━━ Listed entries
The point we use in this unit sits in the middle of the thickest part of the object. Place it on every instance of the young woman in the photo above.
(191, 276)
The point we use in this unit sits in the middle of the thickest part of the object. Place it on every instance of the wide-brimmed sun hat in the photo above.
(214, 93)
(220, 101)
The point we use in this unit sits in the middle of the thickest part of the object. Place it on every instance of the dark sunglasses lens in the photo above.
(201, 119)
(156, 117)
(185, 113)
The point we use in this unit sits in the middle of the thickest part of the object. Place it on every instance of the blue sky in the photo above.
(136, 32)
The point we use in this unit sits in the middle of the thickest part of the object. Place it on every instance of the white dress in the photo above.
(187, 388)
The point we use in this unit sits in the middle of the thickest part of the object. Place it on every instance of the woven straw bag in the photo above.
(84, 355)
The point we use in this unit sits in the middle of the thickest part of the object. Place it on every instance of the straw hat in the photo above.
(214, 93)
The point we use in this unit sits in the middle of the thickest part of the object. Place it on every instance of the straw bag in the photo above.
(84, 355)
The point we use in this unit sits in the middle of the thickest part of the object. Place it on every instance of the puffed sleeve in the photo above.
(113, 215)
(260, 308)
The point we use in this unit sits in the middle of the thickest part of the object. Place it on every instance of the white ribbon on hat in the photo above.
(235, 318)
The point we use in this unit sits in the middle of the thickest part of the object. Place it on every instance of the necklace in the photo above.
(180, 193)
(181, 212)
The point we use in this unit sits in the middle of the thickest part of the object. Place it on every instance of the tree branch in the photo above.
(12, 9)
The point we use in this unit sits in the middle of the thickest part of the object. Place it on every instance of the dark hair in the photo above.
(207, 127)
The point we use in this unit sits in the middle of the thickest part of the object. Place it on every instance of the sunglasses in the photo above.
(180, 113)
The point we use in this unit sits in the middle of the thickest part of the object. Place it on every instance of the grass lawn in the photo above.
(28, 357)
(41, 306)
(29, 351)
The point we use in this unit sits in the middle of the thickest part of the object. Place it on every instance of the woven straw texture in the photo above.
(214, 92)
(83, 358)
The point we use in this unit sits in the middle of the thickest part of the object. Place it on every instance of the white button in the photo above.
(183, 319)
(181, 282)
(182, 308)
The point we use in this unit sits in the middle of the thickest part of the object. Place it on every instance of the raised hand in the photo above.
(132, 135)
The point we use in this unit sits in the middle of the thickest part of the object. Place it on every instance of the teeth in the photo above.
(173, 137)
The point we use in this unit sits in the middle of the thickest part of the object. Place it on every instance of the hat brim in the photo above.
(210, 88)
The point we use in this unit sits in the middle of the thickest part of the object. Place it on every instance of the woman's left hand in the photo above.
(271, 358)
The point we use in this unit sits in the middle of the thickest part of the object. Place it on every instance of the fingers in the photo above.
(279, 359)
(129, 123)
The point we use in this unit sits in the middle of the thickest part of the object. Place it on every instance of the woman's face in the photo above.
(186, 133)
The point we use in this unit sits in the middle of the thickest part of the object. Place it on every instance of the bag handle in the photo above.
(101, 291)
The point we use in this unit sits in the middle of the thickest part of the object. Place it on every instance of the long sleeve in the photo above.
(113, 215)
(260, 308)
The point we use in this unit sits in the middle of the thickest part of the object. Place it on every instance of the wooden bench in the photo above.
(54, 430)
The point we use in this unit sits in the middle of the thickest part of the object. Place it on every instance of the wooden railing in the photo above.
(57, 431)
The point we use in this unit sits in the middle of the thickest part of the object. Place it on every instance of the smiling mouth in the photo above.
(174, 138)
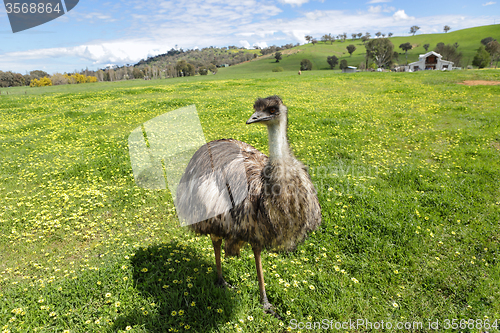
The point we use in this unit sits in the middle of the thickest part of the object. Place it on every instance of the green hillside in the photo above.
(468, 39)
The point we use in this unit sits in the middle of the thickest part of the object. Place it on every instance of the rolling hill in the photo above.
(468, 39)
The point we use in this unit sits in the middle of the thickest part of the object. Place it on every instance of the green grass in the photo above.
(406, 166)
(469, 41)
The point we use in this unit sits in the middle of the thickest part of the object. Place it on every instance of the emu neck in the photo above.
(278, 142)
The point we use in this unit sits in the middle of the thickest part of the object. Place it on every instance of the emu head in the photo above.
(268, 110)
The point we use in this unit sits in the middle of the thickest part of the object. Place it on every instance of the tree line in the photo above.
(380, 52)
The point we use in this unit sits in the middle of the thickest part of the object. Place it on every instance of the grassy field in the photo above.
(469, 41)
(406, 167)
━━━━
• [Set exercise] Copy only the stretch running from the line containing "grass in the photo above." to the final line of the entries, both ends included, exactly as it stands.

• [Complete answer]
The point we use in this unit sits in the middle of the thickest part of the object. Place it on every instance of the green grass in the photo above.
(406, 166)
(469, 41)
The point we use in this unit sits in the middle of the thickest part of the object. Place it on every instance of the emu neck in the photo above.
(278, 142)
The point we use in this unit sits in the middle of the thickest part of the object. Place it on every instance of the emu head in the photo above.
(268, 110)
The point we use in this unit sits in the middle of the thickest part of the object. Place it on every instance of the tree line in the photo above.
(380, 52)
The point we use in this unit sits in the middle of the thickest part of the object. Place it on every instance of the grassy field in the photo above.
(469, 41)
(406, 167)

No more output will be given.